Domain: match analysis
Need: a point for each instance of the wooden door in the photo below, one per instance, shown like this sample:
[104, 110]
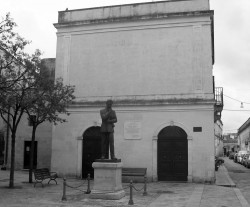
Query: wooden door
[91, 150]
[172, 154]
[27, 152]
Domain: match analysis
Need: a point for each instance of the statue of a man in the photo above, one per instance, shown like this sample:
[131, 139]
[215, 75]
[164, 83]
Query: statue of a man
[108, 116]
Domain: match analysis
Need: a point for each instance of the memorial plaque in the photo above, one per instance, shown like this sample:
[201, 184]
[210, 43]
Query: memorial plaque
[132, 130]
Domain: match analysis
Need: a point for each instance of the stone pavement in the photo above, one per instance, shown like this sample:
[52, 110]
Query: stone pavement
[168, 194]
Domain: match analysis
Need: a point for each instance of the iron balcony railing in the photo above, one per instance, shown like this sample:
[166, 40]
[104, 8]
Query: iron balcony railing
[218, 96]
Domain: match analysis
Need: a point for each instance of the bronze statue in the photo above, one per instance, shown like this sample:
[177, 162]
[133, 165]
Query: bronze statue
[108, 116]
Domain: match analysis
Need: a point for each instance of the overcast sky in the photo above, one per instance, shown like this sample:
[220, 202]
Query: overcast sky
[232, 43]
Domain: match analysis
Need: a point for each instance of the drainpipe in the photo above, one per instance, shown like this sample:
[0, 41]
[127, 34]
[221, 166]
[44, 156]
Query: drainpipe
[7, 140]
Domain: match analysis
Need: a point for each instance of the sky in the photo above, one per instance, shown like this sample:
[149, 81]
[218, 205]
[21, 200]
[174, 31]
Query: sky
[35, 21]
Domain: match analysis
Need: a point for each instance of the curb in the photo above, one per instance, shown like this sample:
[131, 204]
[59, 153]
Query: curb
[224, 178]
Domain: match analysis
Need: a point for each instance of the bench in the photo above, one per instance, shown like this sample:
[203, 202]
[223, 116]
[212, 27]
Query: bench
[42, 174]
[134, 172]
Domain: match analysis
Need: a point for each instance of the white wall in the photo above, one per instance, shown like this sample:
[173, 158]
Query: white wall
[67, 137]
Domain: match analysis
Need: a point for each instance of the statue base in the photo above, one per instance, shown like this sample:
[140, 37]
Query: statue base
[107, 181]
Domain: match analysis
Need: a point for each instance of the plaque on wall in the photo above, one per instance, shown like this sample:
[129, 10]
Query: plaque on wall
[132, 130]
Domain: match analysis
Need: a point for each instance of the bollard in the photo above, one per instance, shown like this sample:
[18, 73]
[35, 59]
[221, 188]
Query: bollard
[88, 190]
[64, 190]
[131, 202]
[145, 186]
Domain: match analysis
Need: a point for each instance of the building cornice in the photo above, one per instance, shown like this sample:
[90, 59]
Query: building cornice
[155, 16]
[142, 102]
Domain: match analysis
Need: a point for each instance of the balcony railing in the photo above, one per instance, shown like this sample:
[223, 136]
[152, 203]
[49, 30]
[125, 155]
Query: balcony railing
[218, 96]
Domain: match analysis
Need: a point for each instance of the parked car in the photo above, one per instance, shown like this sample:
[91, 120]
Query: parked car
[244, 158]
[218, 162]
[235, 157]
[247, 162]
[231, 155]
[240, 155]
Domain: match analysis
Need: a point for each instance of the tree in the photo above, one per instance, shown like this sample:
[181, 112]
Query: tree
[12, 53]
[15, 80]
[48, 99]
[13, 102]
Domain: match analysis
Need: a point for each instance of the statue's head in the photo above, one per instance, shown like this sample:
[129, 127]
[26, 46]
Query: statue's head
[109, 103]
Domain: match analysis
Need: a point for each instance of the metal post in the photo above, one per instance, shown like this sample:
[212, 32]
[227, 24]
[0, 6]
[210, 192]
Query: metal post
[131, 202]
[88, 190]
[64, 190]
[145, 186]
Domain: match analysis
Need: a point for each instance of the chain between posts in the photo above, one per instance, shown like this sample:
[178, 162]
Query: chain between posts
[131, 186]
[64, 198]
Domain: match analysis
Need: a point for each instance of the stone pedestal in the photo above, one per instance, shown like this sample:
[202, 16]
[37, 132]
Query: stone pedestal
[107, 181]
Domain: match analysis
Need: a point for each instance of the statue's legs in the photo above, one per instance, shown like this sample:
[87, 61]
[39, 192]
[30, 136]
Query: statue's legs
[105, 145]
[111, 144]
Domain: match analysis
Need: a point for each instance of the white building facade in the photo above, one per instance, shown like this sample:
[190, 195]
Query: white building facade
[155, 61]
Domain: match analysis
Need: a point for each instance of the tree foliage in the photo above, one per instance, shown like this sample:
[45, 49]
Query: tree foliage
[25, 87]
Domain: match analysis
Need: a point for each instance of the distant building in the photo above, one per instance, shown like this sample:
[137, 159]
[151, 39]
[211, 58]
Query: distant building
[230, 143]
[155, 61]
[218, 130]
[244, 136]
..........
== What you need to do ==
A verbatim transcription of the listing is expected, with no pictures included.

== Solved problem ==
Domain: match analysis
Need: a point for each instance of the wooden door in the photo below, one per instance, shown like this sample:
[104, 110]
Query: wooden door
[91, 150]
[172, 154]
[27, 152]
Domain: match analysis
Need: a point for each instance of the statue of a man in the photo above, one per instance, shown like this sample:
[131, 139]
[215, 75]
[164, 83]
Query: statue of a man
[108, 116]
Domain: match analysis
Need: a point for each instance of the memorial plaque in the photo above, one per instance, shown like this sample:
[201, 184]
[210, 43]
Query: memorial plaque
[132, 130]
Domain: match analysis
Need: a point for each instance of the stone pavement in the photo above, one per instance, shown like this sample:
[52, 110]
Query: stone pavement
[168, 194]
Domain: match analysis
Need: a point for each instance of the iron balcony railing in the photo above, one per instance, shown like this sample:
[166, 40]
[104, 8]
Query: iron balcony railing
[218, 96]
Domain: match analysis
Need: a point for each instance of the bronze statue in the photo above, one per instance, shown like this sample:
[177, 162]
[133, 165]
Query: bronze statue
[108, 116]
Domain: match analysis
Need: a point for each instance of the overcast sky in the photo above, one per instance, shown like this sample:
[220, 202]
Query: overcast sky
[232, 43]
Domain: match analysis
Need: a point for each instance of the drainpipe in the photo above, one per instance, shown like this sample:
[0, 41]
[127, 34]
[221, 166]
[44, 156]
Query: drainpipe
[7, 140]
Domain: match analysis
Need: a point for each instance of the sky in the photo above, one per instance, shown like this sample:
[149, 81]
[218, 205]
[21, 200]
[174, 31]
Query: sky
[35, 21]
Domain: match analysis
Need: a point for each instance of the curb in the photo above, one per instance, shown like this sample:
[131, 204]
[59, 153]
Query: curb
[224, 178]
Domain: match analysis
Need: a point for each instance of the bench in the photo above, one per instance, shown like this sample:
[203, 202]
[223, 116]
[212, 27]
Query: bench
[42, 174]
[134, 172]
Domain: match analysis
Need: a point for each instance of the white wall in the photo above, one per instance, shown like this sample:
[173, 158]
Query: white wall
[67, 137]
Domain: match analysis
Need: a point for each instance of the statue base in the photo above, one per instance, shown like this sample:
[140, 37]
Query: statue base
[107, 181]
Domain: match analysis
Need: a point for each instance of the plaque on wall in the photo above, one per instance, shown like this sample:
[129, 10]
Query: plaque on wall
[132, 130]
Domain: match analysis
Need: a point for each instance of the bollard in the photo above, one per instance, shown like this sample:
[18, 73]
[35, 59]
[221, 188]
Query: bollard
[88, 190]
[64, 190]
[131, 202]
[145, 186]
Domain: match analysis
Need: a point for each instance of the building cornice in the photo above, one per instance, shown like this sample:
[90, 59]
Query: building cornice
[155, 16]
[142, 102]
Domain: match analysis
Need: a point for each instance of the balcony railing in the photo above, one per instance, shown like this sample:
[223, 136]
[152, 203]
[49, 30]
[125, 155]
Query: balcony railing
[218, 96]
Domain: match analysis
Need: a point for each instance of the parked car in the photo above, one per instance, shown like this sample:
[91, 120]
Query: parked car
[244, 158]
[218, 162]
[235, 157]
[247, 162]
[231, 155]
[240, 155]
Domain: match analysis
Need: a point for each instance of the tree in the photo above, one per instance, shown like this sample:
[181, 112]
Query: tree
[12, 53]
[15, 80]
[48, 99]
[13, 102]
Domain: match analysis
Need: a point for each instance of the statue's head in the photo above, one per instance, shown like this sample:
[129, 127]
[26, 46]
Query: statue's head
[109, 103]
Domain: match analysis
Need: a point for each instance of the metal post in the photo above, one per instance, shown like this sample:
[212, 32]
[227, 24]
[0, 6]
[210, 192]
Query: metal post
[131, 202]
[88, 190]
[64, 190]
[145, 186]
Domain: match analysis
Need: a point for each instance of the chain between posts in the photo above, one per instance, shown like this sample:
[178, 162]
Query: chain between posts
[131, 186]
[64, 198]
Domain: match analysis
Need: a point for each instance of the stone pedestal in the photo above, one per instance, shown like this sample:
[202, 16]
[37, 132]
Query: stone pedestal
[107, 181]
Domain: match analysis
Need: a point for each instance of the statue's legs in the photo above, one per instance, shown like this sample:
[87, 61]
[39, 192]
[30, 136]
Query: statue's legs
[105, 145]
[111, 144]
Domain: match analysis
Need: a point for each instance of the white building facade in the photo above, one per instance, shown like this sample:
[190, 195]
Query: white building facade
[155, 61]
Domain: match analysis
Need: a point for each instance of the tree foliage in the photo above, one per instance, shown like this sample:
[45, 49]
Query: tree foliage
[25, 87]
Domain: match analysis
Need: a point for each instance of the distant building in the photo above, one per instance, shown like this sample:
[137, 159]
[151, 39]
[211, 58]
Query: distant building
[230, 143]
[155, 61]
[218, 130]
[244, 136]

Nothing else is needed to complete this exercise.